What is being asked:
Exactly as written, print each record in the listing.

** Opening Information shown block **

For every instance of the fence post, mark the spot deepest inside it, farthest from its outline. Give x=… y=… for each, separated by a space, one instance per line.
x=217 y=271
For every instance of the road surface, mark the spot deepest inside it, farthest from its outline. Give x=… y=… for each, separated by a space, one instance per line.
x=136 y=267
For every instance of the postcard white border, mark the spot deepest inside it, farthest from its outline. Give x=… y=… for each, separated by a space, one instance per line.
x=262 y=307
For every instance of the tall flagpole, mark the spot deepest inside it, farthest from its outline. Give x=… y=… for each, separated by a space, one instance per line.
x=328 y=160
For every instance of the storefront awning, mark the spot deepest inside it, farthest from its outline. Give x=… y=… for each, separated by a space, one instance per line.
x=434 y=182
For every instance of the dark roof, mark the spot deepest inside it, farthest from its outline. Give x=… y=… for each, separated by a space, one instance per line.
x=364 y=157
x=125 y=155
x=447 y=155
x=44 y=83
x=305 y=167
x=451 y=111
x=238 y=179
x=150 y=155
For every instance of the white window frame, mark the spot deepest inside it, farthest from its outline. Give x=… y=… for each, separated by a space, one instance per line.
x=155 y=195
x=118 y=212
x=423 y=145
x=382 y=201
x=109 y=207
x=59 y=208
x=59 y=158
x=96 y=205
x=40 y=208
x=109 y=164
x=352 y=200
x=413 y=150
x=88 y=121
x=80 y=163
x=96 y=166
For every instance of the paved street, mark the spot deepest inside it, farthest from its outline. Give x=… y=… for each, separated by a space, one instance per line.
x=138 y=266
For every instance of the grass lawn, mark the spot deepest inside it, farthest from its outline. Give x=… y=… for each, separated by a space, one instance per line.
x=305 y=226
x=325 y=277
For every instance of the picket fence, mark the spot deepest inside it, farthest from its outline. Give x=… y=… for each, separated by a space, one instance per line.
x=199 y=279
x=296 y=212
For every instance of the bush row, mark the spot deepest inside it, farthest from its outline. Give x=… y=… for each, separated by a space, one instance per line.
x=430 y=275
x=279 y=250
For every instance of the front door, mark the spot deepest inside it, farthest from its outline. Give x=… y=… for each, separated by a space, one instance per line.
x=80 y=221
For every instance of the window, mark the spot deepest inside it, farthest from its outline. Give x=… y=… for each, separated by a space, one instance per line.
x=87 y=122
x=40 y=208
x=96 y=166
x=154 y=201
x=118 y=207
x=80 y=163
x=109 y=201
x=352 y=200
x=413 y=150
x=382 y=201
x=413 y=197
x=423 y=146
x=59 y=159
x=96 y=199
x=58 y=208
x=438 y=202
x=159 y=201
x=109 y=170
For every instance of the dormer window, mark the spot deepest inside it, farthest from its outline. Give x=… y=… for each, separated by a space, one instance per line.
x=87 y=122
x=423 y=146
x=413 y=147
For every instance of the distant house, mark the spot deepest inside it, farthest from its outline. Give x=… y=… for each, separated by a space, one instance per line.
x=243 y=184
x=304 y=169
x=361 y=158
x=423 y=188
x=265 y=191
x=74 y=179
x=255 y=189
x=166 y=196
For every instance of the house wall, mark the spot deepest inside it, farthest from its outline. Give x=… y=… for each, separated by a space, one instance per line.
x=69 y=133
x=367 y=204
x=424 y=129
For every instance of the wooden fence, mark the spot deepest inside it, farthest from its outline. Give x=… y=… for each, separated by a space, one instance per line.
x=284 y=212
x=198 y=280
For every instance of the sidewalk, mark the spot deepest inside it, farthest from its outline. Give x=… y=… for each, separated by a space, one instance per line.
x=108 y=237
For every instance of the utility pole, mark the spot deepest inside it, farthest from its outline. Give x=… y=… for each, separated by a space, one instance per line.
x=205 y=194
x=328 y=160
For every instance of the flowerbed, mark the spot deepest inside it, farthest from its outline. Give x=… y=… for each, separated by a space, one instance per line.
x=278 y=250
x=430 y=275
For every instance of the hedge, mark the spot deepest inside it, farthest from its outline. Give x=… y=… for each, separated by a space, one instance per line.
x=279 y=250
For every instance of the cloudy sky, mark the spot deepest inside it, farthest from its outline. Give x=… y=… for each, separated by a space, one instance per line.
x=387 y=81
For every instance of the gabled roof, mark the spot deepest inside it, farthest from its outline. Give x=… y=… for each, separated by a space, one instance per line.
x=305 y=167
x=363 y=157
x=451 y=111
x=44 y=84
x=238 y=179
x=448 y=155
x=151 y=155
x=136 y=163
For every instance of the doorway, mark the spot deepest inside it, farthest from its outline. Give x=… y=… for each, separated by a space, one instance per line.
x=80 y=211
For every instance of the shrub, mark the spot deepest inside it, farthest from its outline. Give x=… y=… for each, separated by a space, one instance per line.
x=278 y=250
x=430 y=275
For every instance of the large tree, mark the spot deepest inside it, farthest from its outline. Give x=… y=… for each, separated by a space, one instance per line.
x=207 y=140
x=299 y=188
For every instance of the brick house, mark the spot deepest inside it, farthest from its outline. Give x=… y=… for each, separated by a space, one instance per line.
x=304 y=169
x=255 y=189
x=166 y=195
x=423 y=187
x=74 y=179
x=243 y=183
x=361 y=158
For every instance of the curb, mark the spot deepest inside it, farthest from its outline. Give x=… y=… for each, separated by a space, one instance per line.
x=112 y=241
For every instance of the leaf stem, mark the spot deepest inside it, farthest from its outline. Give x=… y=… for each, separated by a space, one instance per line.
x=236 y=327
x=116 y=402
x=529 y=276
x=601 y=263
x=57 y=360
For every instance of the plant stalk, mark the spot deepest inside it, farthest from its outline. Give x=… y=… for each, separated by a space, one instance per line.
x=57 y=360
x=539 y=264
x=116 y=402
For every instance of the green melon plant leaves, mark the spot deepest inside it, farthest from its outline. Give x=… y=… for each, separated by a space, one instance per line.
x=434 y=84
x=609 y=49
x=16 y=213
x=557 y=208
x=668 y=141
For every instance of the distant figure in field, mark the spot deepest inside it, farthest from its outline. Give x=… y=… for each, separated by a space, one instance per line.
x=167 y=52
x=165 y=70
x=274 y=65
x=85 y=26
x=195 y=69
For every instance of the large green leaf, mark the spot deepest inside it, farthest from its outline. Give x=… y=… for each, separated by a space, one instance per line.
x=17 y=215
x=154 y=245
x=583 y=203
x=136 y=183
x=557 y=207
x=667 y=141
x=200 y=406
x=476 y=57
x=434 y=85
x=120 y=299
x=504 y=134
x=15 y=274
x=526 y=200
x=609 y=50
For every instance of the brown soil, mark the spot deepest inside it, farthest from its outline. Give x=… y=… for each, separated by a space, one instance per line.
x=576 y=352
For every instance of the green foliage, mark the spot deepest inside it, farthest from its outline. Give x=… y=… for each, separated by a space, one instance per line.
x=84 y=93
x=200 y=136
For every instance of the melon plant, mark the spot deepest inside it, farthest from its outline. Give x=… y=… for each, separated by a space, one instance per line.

** Closing Information shown block **

Solved exercise:
For every instance of the fence post, mark the spot deepest inside it, farthest from its outline. Give x=… y=… for each, separated by a space, one instance per line.
x=217 y=271
For every instance of the road surface, mark the spot deepest inside it, farthest from its outline. Give x=… y=… for each, separated by a space, one instance per line.
x=136 y=267
For every instance of the postcard white border, mark the spot deepest inside it, farthest from its outline. Give x=… y=… for each, separated by a space, one instance per line.
x=262 y=307
For every instance of the tall flagpole, mark the spot deepest inside it, farthest from its outline. Give x=… y=… for each, separated by a space, one instance per line.
x=328 y=160
For every instance of the storefront awning, mark the spot deepest inside it, farthest from its outline. Give x=… y=… for each, separated by a space, one instance per line.
x=434 y=182
For every instance of the dark roof, mark the spot deepest inside it, farthest from its outline. Give x=… y=… for each, separated by a space, one instance per line.
x=364 y=157
x=125 y=155
x=447 y=155
x=44 y=83
x=305 y=167
x=451 y=111
x=238 y=179
x=150 y=155
For every instance of the white window frame, mark the spot deepest inside it, farthest from its outline. Give x=… y=… for each, separated by a space, one instance per line.
x=155 y=195
x=118 y=212
x=423 y=145
x=382 y=201
x=109 y=207
x=59 y=208
x=59 y=158
x=96 y=205
x=40 y=208
x=109 y=164
x=352 y=200
x=413 y=150
x=88 y=121
x=80 y=163
x=96 y=166
For every instance of the paved street, mark the spot deepest inside it, farthest from its outline. Give x=… y=… for each, separated by a space, one instance per line.
x=138 y=266
For every instance of the grass lawn, mark the spot deepest inside it, farthest from its outline. Give x=… y=… for each, separated by a space, one instance per line.
x=305 y=226
x=325 y=277
For every instance of the picket fence, mark the spot deepest inside it, farthest from its outline. Give x=… y=… for each, separated by a space, one instance per line.
x=199 y=279
x=296 y=212
For every instance of the bush row, mark the spot deepest inside it, farthest from its outline. Give x=… y=… for each, separated by a space, one instance per line.
x=430 y=275
x=279 y=250
For every instance of the front door, mark the spot deepest inside it, farthest from its outline. Give x=… y=… for each, separated by a space, one instance per line.
x=80 y=221
For every instance of the window, mark the spot deepest inside it, farthest from its outline. Give x=… y=… for each, separated by a space, one instance per line.
x=87 y=122
x=40 y=208
x=96 y=166
x=154 y=201
x=118 y=207
x=80 y=163
x=109 y=201
x=352 y=200
x=413 y=150
x=382 y=201
x=413 y=197
x=423 y=146
x=59 y=159
x=96 y=199
x=58 y=208
x=438 y=202
x=159 y=201
x=109 y=170
For every instance of the dormer window, mark the spot deepest inside it, farthest from its outline. Give x=… y=… for each, separated by a space, one instance per line.
x=87 y=122
x=423 y=146
x=413 y=147
For every instance of the distant house, mark the spot deepest inside it, farthest from its outline. Give x=… y=… for each, separated by a space, one instance per line.
x=243 y=184
x=304 y=169
x=361 y=158
x=423 y=188
x=265 y=191
x=74 y=179
x=255 y=189
x=166 y=196
For every instance of the house wall, mark the spot deepest inside it, farthest from its outline. Give x=… y=… for each, separated by a space, one instance per line.
x=69 y=133
x=367 y=204
x=424 y=129
For every instance of the wooden fence, mark the spot deepest inside it, farthest from its outline. Give x=… y=… for each, separated by a space, one instance per line.
x=284 y=212
x=198 y=280
For every instance of the sidewalk, mark the spot deepest inside it, farthest from its outline. Give x=… y=… for each, separated by a space, one instance per line.
x=108 y=237
For every instance of the utility pole, mark the spot deepest inside it, farthest from its outline. Give x=… y=… for each, separated by a space, one instance per line.
x=205 y=194
x=328 y=160
For every instance of the flowerbed, mark the spot deepest inside it, farthest from its outline. Give x=… y=… for each, separated by a space, one instance per line.
x=278 y=250
x=430 y=275
For every instance of the hedge, mark the spot deepest inside it, farthest from its outline. Give x=… y=… for each, separated by a space, one instance per line.
x=279 y=250
For every instance of the cloudy sky, mark the spot deepest inside it, farthest from its outline. Give x=… y=… for each, separated by a space, one instance per line.
x=387 y=81
For every instance of the gabled roof, mark the spot deepest inside it, farthest from its outline. Give x=… y=… for each, separated by a space, one instance per line.
x=305 y=167
x=363 y=157
x=451 y=111
x=44 y=84
x=238 y=179
x=448 y=155
x=151 y=155
x=136 y=163
For every instance of the doorway, mark the spot deepest inside it, farthest from its outline. Give x=… y=… for each, separated by a space, one instance per line.
x=80 y=211
For every instance of the shrub, mark the spot deepest inside it, farthest from its outline. Give x=… y=… for each, separated by a space, one instance per line.
x=278 y=250
x=430 y=275
For every instance of the large tree, mark the spot deepest inside it, farthest from its outline. Give x=… y=… for each, separated by a space, one instance per line.
x=207 y=140
x=299 y=188
For every instance of the brick house, mark the spot deepest inside it, farthest from its outline. Give x=… y=… for each, separated by a space, one instance per line.
x=304 y=169
x=255 y=189
x=166 y=195
x=423 y=187
x=74 y=179
x=243 y=183
x=361 y=158
For every instance of the curb, mark the spot deepest inside it, farthest from its outline. Give x=… y=… for each, separated by a space, one instance per line.
x=112 y=241
For every instance of the leaf stem, mark the spot deepest inside it, farthest from its outline. Give x=… y=… for each, separated by a space, one instance per line.
x=236 y=327
x=116 y=402
x=529 y=276
x=601 y=263
x=57 y=360
For every instance of the plant stalk, mark the spot deepest inside it, farthest from its outline. Give x=… y=… for each, separated by a space, one instance per line.
x=57 y=360
x=539 y=264
x=116 y=402
For every instance of the green melon plant leaves, mark the spot deepest inside it, farthest from its outline. Give x=… y=… for each, separated by a space, one instance per line.
x=434 y=84
x=609 y=49
x=16 y=213
x=557 y=208
x=668 y=141
For every instance of the distant figure in field, mark the spot deepest inside it, farthest from its outline. Give x=… y=… for each, separated by a space, one instance per line.
x=167 y=52
x=165 y=70
x=274 y=65
x=85 y=26
x=195 y=69
For every instance of the large green leaf, mark the spot deepest inside it, farthest from its outline. Give x=… y=… for each, separated by a space, one instance per line.
x=17 y=215
x=154 y=245
x=583 y=203
x=136 y=183
x=557 y=207
x=667 y=141
x=200 y=406
x=476 y=57
x=434 y=85
x=120 y=299
x=504 y=134
x=15 y=274
x=526 y=200
x=609 y=50
For every instance of the brown soil, mark the spot deepest inside it, farthest from its outline. Give x=… y=… for each, separated by a space, one instance per line.
x=576 y=352
For every instance of the green foliage, mark the spot deepest inside it, farthest from its outline. Give x=… y=… for each, separated by a space, one instance per line.
x=84 y=93
x=200 y=136
For every instance of the melon plant, mark the spot deepest inside it, farthest from its outline. Give x=… y=… for each, separated by a space, one instance per line.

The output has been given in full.